> Text excerpt
○ ○ ○ ○ ○ ○ ○
Tuesday, November 11, 2014

warning! avertissement! advertencia! 警告

   The advertised weight of a weatherproof sleeping bag lined in flannel boasting toasty toes in weather dipping into the thirties (f) is six point five pounds. When the tag of the peed-upon sleeping bag warns you not to put it in a top-loading washing machine, believe something bad is going to happen if you do.  Even if you cut off the strings that are supposed to keep it all rolled up.  Even if you remove that  tag (possibly under penalty of the law) before you cram it down into the washer with the handle of a broom, toss in  a DO NOT EAT soap pod, and slam down the lid like a boss. Something. Bad. Will. Happen.  Perhaps you’ll step in a puddle and go chasing after one of the dogs (probably the littlest one because let’s face it he’s the biggest asshole) with a wet rug in your clutches because last time the rug was wet it was his fault….wait a minute….what’s that banging noise?
○ ○ ○ ○ ○ ○ ○
> Exercise instructions
In the sleeping bag post, rewrite the passage from "The advertised weight" up to and including "that banging noise?", replacing "sleeping bag" with "duvet". The records that come next have nothing to do with the text above.

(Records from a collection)
○ ○ ○ ○ ○ ○ ○
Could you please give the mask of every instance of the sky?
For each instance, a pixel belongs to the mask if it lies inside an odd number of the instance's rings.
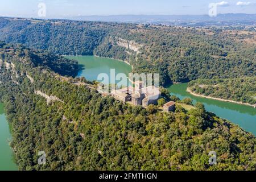
[[[0,0],[0,16],[46,18],[110,15],[208,14],[209,5],[217,13],[256,14],[256,0]]]

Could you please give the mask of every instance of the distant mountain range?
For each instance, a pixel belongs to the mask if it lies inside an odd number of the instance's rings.
[[[203,15],[109,15],[80,16],[65,19],[77,20],[101,21],[109,22],[125,22],[135,23],[162,23],[167,24],[192,25],[203,24],[250,24],[255,25],[256,14],[225,14],[210,17]]]

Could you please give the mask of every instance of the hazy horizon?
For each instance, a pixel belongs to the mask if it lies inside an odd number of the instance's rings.
[[[0,2],[1,16],[38,18],[39,10],[45,6],[44,18],[46,19],[82,16],[204,15],[208,14],[209,5],[212,3],[217,5],[217,14],[256,13],[256,0],[0,0]]]

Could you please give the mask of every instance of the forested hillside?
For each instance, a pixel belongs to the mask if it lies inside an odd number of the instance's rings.
[[[37,51],[1,45],[0,98],[20,169],[256,169],[255,136],[200,104],[174,113],[123,104],[55,73],[49,63],[56,57],[43,63]],[[40,151],[44,166],[38,164]],[[211,151],[217,164],[210,166]]]
[[[0,18],[0,39],[61,55],[126,60],[160,83],[256,75],[255,31]]]
[[[189,82],[190,90],[197,94],[256,104],[256,77],[228,79],[199,79]]]

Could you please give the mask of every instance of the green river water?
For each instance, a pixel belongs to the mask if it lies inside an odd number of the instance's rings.
[[[18,169],[9,142],[11,139],[10,130],[3,113],[3,105],[0,103],[0,171]]]
[[[78,76],[84,76],[90,81],[97,80],[98,75],[101,73],[110,74],[110,69],[115,69],[116,73],[127,75],[131,71],[130,65],[117,60],[97,57],[96,56],[67,56],[78,60],[81,71]],[[168,89],[171,94],[180,99],[190,97],[194,103],[204,104],[207,111],[218,117],[227,119],[238,125],[246,131],[256,135],[256,109],[253,107],[231,102],[223,102],[194,96],[186,92],[188,84],[173,85]]]
[[[131,67],[124,62],[111,59],[96,56],[66,56],[78,60],[80,71],[77,76],[84,76],[90,81],[97,80],[100,73],[110,75],[110,69],[115,69],[115,74],[123,73],[126,75]],[[172,94],[182,99],[191,98],[194,103],[203,103],[207,111],[215,113],[238,125],[246,131],[256,135],[256,109],[250,106],[195,97],[186,92],[187,84],[174,85],[168,89]],[[14,162],[13,152],[9,146],[11,135],[3,113],[3,106],[0,104],[0,171],[17,170]]]

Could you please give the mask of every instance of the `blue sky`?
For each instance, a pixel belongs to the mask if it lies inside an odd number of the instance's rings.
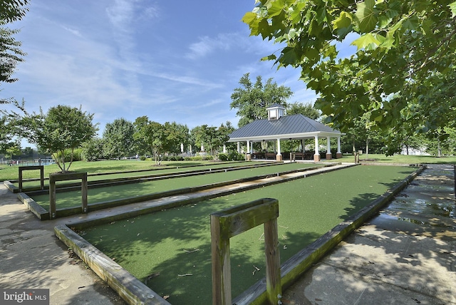
[[[241,21],[254,1],[32,1],[10,26],[27,53],[3,85],[3,98],[24,98],[26,109],[82,105],[100,124],[147,115],[190,129],[229,120],[230,95],[245,73],[273,78],[294,93],[290,103],[313,102],[299,71],[260,58],[279,46],[249,36]]]

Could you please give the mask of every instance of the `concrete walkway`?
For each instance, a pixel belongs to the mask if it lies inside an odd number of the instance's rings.
[[[452,179],[452,166],[430,166],[284,291],[283,304],[456,304]],[[48,288],[51,304],[124,304],[54,237],[55,225],[86,217],[39,221],[1,185],[0,288]]]
[[[284,293],[290,304],[456,304],[452,165],[429,165]]]

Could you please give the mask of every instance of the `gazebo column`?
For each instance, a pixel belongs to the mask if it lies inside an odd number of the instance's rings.
[[[280,152],[280,139],[277,139],[277,155],[276,155],[276,160],[277,161],[282,161],[282,154]]]
[[[326,160],[331,160],[333,155],[331,153],[331,138],[326,137]]]
[[[320,162],[321,160],[320,157],[320,152],[318,151],[318,136],[315,136],[315,155],[314,155],[314,161]]]
[[[336,157],[337,159],[342,157],[342,152],[341,152],[341,137],[337,137],[337,152],[336,153]]]

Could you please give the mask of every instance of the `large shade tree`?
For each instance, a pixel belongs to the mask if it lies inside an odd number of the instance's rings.
[[[11,22],[21,20],[28,11],[28,0],[2,0],[0,1],[0,83],[14,83],[17,78],[13,77],[17,65],[24,61],[26,53],[20,47],[21,41],[14,36],[19,30],[11,29],[6,26]],[[17,106],[22,105],[13,98],[0,98],[0,104],[14,103]]]
[[[316,106],[341,131],[368,113],[390,150],[408,133],[456,119],[454,0],[259,0],[243,18],[252,35],[281,44],[264,58],[301,71]],[[343,57],[348,43],[357,51]]]
[[[160,156],[166,146],[167,135],[165,128],[158,122],[150,120],[146,115],[137,118],[133,125],[133,137],[137,143],[137,148],[142,153],[151,153],[155,165],[160,165],[162,160]]]
[[[272,78],[263,83],[261,76],[258,76],[254,83],[250,80],[250,73],[244,74],[239,84],[242,87],[234,89],[229,104],[231,109],[237,110],[237,115],[240,117],[239,127],[267,118],[266,108],[274,103],[286,107],[286,100],[293,95],[289,87],[278,86]]]
[[[106,124],[103,133],[103,155],[117,159],[134,155],[134,133],[133,123],[123,118]]]
[[[98,130],[92,123],[93,115],[83,112],[81,108],[57,105],[45,114],[27,114],[18,122],[21,135],[29,143],[35,144],[46,153],[51,154],[62,172],[68,172],[73,162],[75,148],[95,135]],[[65,151],[70,151],[66,160]],[[69,163],[68,162],[69,161]]]

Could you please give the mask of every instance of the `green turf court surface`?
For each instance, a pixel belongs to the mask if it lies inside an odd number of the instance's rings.
[[[214,172],[195,176],[170,178],[135,184],[118,185],[106,187],[89,189],[88,204],[109,200],[134,197],[136,196],[169,191],[183,187],[192,187],[212,183],[222,182],[252,176],[274,174],[278,172],[305,169],[315,167],[311,163],[284,163],[279,165],[252,167],[245,170]],[[81,191],[57,193],[57,209],[81,206]],[[49,195],[34,195],[33,200],[46,210],[49,209]]]
[[[274,163],[271,162],[214,162],[212,164],[206,164],[206,165],[186,165],[186,166],[164,166],[164,167],[152,167],[148,170],[141,170],[140,172],[105,172],[101,173],[98,172],[96,174],[92,173],[90,172],[88,172],[88,181],[93,182],[93,181],[99,181],[109,179],[119,179],[119,178],[130,178],[130,177],[140,177],[144,176],[151,176],[151,175],[160,175],[164,174],[170,174],[170,173],[178,173],[178,172],[184,172],[188,171],[192,172],[198,172],[202,170],[217,170],[220,168],[224,167],[241,167],[246,166],[255,166],[260,165],[274,165]],[[24,173],[26,173],[28,171],[23,172]],[[39,175],[39,171],[38,170],[33,170],[31,172],[35,172],[36,175]],[[82,171],[78,171],[81,172]],[[46,176],[45,176],[46,177]],[[76,181],[77,182],[77,181]],[[68,181],[66,182],[68,182]],[[13,183],[14,185],[16,187],[19,186],[19,182],[14,182]],[[48,185],[48,181],[46,180],[44,182],[45,185]],[[40,182],[39,181],[24,181],[22,183],[23,187],[39,187]]]
[[[262,197],[279,200],[283,263],[415,170],[357,166],[100,225],[81,234],[172,304],[212,300],[209,214]],[[264,276],[262,226],[231,239],[232,295]],[[259,271],[258,269],[259,269]]]

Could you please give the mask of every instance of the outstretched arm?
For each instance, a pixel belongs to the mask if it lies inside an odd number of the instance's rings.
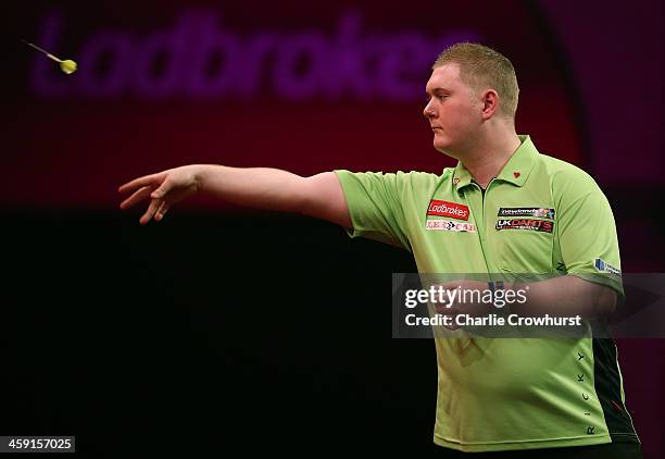
[[[351,227],[347,200],[334,172],[301,177],[278,169],[192,164],[135,178],[118,191],[131,193],[121,209],[150,199],[141,224],[152,219],[159,222],[176,202],[204,193],[239,206],[302,213]]]

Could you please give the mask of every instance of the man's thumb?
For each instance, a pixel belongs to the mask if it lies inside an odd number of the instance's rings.
[[[150,194],[150,197],[153,199],[159,199],[161,197],[163,197],[164,195],[166,195],[166,193],[168,191],[168,184],[166,183],[166,181],[164,181],[164,183],[154,191],[152,191]]]

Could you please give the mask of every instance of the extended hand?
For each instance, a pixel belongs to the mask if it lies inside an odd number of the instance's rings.
[[[150,198],[148,210],[140,218],[139,223],[145,225],[153,218],[159,222],[174,203],[199,190],[200,184],[197,172],[196,165],[185,165],[156,174],[143,175],[127,182],[117,190],[133,194],[121,203],[121,209],[128,209],[143,199]]]

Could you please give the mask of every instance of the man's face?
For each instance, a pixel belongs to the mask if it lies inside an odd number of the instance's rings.
[[[481,100],[462,82],[455,63],[435,69],[425,90],[429,101],[423,114],[434,132],[434,147],[459,159],[473,147],[482,123]]]

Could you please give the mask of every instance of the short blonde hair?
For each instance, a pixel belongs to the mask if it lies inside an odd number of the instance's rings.
[[[450,63],[460,65],[460,77],[470,88],[494,89],[501,113],[515,120],[519,87],[515,67],[505,55],[484,45],[461,42],[444,49],[431,70]]]

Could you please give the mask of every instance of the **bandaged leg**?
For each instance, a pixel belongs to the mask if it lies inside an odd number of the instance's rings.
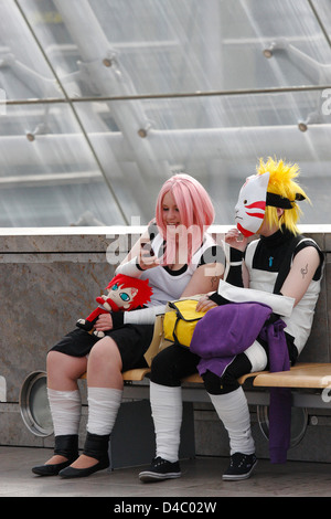
[[[113,388],[88,388],[87,431],[104,436],[110,434],[121,402],[122,391]]]
[[[253,454],[255,444],[243,388],[227,394],[210,394],[210,399],[228,433],[231,455],[234,453]]]
[[[52,413],[54,435],[78,434],[82,400],[76,391],[56,391],[47,389],[49,402]]]
[[[182,389],[150,382],[150,403],[156,430],[156,455],[174,463],[179,458]]]

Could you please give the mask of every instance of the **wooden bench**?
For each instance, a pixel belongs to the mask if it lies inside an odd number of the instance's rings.
[[[149,398],[149,368],[134,369],[122,373],[125,382],[124,399]],[[138,385],[136,382],[143,382]],[[299,390],[293,393],[293,406],[330,407],[329,399],[323,398],[323,390],[331,391],[331,363],[328,362],[298,362],[289,371],[270,373],[258,371],[247,373],[238,379],[243,385],[248,403],[268,405],[269,388],[290,388]],[[247,382],[250,382],[247,385]],[[203,380],[194,373],[185,377],[183,383],[183,400],[186,402],[209,402],[203,386]],[[256,390],[255,390],[256,388]],[[194,391],[195,390],[195,391]],[[263,393],[258,390],[265,390]],[[314,390],[314,391],[306,391]]]

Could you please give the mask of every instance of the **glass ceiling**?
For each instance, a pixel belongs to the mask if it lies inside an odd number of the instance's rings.
[[[146,224],[179,170],[231,224],[268,156],[331,223],[330,142],[331,0],[0,0],[0,227]]]

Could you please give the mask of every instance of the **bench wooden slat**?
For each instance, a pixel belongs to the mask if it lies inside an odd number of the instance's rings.
[[[247,380],[249,378],[253,378],[253,377],[257,377],[260,373],[268,373],[268,371],[256,371],[255,373],[244,374],[243,377],[241,377],[238,379],[238,382],[239,382],[239,384],[243,384],[245,382],[245,380]],[[191,382],[191,383],[202,384],[203,380],[202,380],[202,378],[200,377],[199,373],[194,373],[194,374],[190,374],[189,377],[185,377],[184,379],[182,379],[182,382]]]
[[[331,385],[331,363],[299,363],[289,371],[258,374],[253,385],[259,388],[311,388]]]
[[[136,368],[135,370],[124,371],[122,380],[143,380],[150,373],[150,368]],[[79,379],[86,379],[86,373],[82,374]]]
[[[150,368],[136,368],[122,373],[122,380],[143,380],[150,373]]]

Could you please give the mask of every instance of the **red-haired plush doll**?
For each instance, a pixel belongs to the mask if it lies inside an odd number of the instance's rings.
[[[96,301],[102,305],[89,314],[85,319],[78,319],[76,326],[86,331],[90,331],[95,321],[100,314],[109,311],[128,311],[138,307],[142,307],[150,300],[152,289],[148,284],[148,279],[139,279],[136,277],[118,274],[107,286],[108,294],[96,297]],[[103,331],[94,331],[96,337],[104,337]]]

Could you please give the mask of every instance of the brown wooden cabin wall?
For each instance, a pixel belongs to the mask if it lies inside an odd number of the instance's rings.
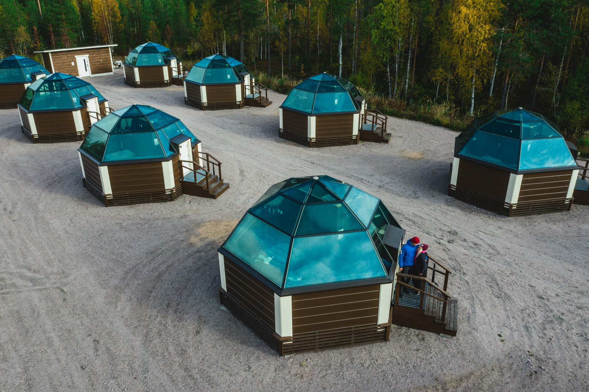
[[[236,102],[237,94],[234,84],[207,86],[207,103]]]
[[[133,67],[129,67],[127,64],[123,64],[123,66],[125,67],[125,78],[133,82],[137,81],[135,80],[135,71]]]
[[[307,138],[309,135],[309,116],[286,109],[282,109],[282,129]]]
[[[353,127],[354,115],[352,114],[315,117],[316,138],[351,136]]]
[[[524,174],[518,203],[567,198],[572,175],[572,170]]]
[[[166,189],[161,162],[109,165],[108,177],[113,195]]]
[[[292,295],[293,336],[340,328],[375,325],[380,285]]]
[[[274,291],[229,259],[224,258],[227,293],[274,328]]]
[[[112,72],[110,48],[95,48],[52,52],[51,59],[53,60],[53,66],[55,68],[54,72],[69,74],[76,77],[80,76],[78,73],[78,65],[75,57],[84,55],[88,55],[88,59],[90,62],[90,71],[92,75]],[[72,65],[72,62],[74,62],[73,65]]]

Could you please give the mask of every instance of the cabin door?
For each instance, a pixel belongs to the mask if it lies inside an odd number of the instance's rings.
[[[78,65],[78,75],[80,78],[90,76],[90,61],[88,55],[76,56],[76,64]]]

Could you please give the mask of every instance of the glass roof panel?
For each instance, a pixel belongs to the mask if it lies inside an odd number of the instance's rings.
[[[284,287],[386,276],[366,231],[297,237]]]
[[[521,142],[519,170],[576,167],[570,150],[561,138],[530,139]]]
[[[302,207],[278,194],[252,208],[249,212],[292,235]]]
[[[361,230],[364,227],[342,202],[306,204],[296,235]]]
[[[320,181],[322,184],[327,187],[327,189],[339,196],[339,197],[342,199],[344,196],[346,195],[348,191],[352,187],[352,185],[349,185],[346,184],[342,184],[341,182],[334,182],[333,181],[329,181],[324,180],[321,180]]]
[[[360,218],[364,225],[368,227],[378,204],[379,199],[358,188],[352,187],[348,192],[344,201]]]
[[[223,247],[282,287],[290,245],[289,236],[246,214]]]
[[[517,170],[519,141],[477,131],[459,154]]]

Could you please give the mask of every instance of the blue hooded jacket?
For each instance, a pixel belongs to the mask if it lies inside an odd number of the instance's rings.
[[[401,247],[401,255],[399,258],[399,268],[411,267],[415,260],[415,253],[419,244],[413,245],[411,240],[407,240],[407,243]]]

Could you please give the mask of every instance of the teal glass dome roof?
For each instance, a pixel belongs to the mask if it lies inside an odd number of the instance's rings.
○ ○ ○ ○ ○ ○ ○
> Answer to this problem
The advertised weight of a weatherproof duvet lined in flannel boasting toasty toes in weather dipping into the thirties (f) is six point five pounds. When the tag of the peed-upon duvet warns you not to put it in a top-loading washing machine, believe something bad is going to happen if you do.  Even if you cut off the strings that are supposed to keep it all rolled up.  Even if you remove that  tag (possibly under penalty of the law) before you cram it down into the washer with the handle of a broom, toss in  a DO NOT EAT soap pod, and slam down the lid like a boss. Something. Bad. Will. Happen.  Perhaps you’ll step in a puddle and go chasing after one of the dogs (probably the littlest one because let’s face it he’s the biggest asshole) with a wet rug in your clutches because last time the rug was wet it was his fault….wait a minute….what’s that banging noise?